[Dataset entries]
#####

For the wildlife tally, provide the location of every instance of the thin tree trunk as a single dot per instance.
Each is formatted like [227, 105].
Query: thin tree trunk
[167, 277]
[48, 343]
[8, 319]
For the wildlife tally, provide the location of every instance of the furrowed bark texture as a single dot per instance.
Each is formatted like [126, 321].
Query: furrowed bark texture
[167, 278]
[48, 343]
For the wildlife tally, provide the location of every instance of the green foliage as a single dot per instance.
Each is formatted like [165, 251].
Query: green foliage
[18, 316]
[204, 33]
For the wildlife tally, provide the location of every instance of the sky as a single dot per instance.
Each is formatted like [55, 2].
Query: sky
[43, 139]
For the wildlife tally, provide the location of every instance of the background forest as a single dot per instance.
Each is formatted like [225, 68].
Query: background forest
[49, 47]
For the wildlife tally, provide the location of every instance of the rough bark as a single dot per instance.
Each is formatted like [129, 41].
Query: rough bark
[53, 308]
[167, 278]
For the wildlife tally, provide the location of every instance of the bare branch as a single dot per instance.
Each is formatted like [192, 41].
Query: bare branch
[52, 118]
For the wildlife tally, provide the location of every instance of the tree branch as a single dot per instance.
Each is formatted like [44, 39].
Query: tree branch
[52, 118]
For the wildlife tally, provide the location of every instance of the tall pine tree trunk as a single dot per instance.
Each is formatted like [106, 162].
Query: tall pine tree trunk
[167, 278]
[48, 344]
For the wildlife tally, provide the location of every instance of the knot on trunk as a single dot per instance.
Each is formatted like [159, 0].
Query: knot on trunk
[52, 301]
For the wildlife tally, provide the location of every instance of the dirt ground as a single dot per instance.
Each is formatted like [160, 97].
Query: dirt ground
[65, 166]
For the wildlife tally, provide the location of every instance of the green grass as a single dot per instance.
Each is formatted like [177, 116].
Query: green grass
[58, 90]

#####

> **Exercise instructions**: Copy out every entry, keeping each line exactly as it is.

> **Finished task**:
For the wildlife tally, provide the location of every instance of the thin tree trunk as a single dot per instance.
Each is formatted like [227, 105].
Query: thin tree trunk
[167, 277]
[48, 343]
[8, 319]
For the wildlife tally, provide the location of every instance of the furrowed bark texture as a single dot per instance.
Each is formatted like [126, 321].
Query: furrowed bark texture
[167, 278]
[48, 343]
For the wildlife tally, provide the location of every instance of the green foliage as a single dot per instance.
Each is formatted like [165, 251].
Query: green foliage
[18, 316]
[204, 33]
For the wildlife tally, provide the location of every instance of the sky as a single dot per instance.
Each is formatted like [55, 2].
Query: sky
[43, 139]
For the wildlife tally, provide the location of every instance of the background forest as a single dot per instance.
Each is formatted like [225, 68].
Query: background forest
[49, 47]
For the wildlife tally, provide the location of every instance of the rough bark as a single dot per instance.
Each is formatted like [129, 41].
Query: rough bark
[53, 308]
[167, 278]
For the wildlife tally, provide the location of every instance of the bare branch as a single dot per instance.
Each is formatted like [192, 41].
Query: bare branch
[52, 118]
For the wildlife tally, provide the location of every instance of the tree branch as a single dot per instance.
Each is formatted like [44, 39].
Query: tree branch
[52, 118]
For the wildlife tally, provide the location of every instance of the tall pine tree trunk as a single dot per instance.
Each is formatted like [106, 162].
Query: tall pine tree trunk
[167, 278]
[48, 344]
For the wildlife tally, provide the location of every instance of the knot on trunk as a single dot per instance.
Each is formatted like [159, 0].
Query: knot on trunk
[52, 301]
For the wildlife tally, provide the location of every instance of the dirt ground as a single dot per instance.
Each is formatted like [160, 97].
Query: dirt ground
[65, 166]
For the wildlife tally, provide the location of every instance of the green grass as a single dot per instance.
Each is formatted like [177, 116].
Query: green grass
[58, 90]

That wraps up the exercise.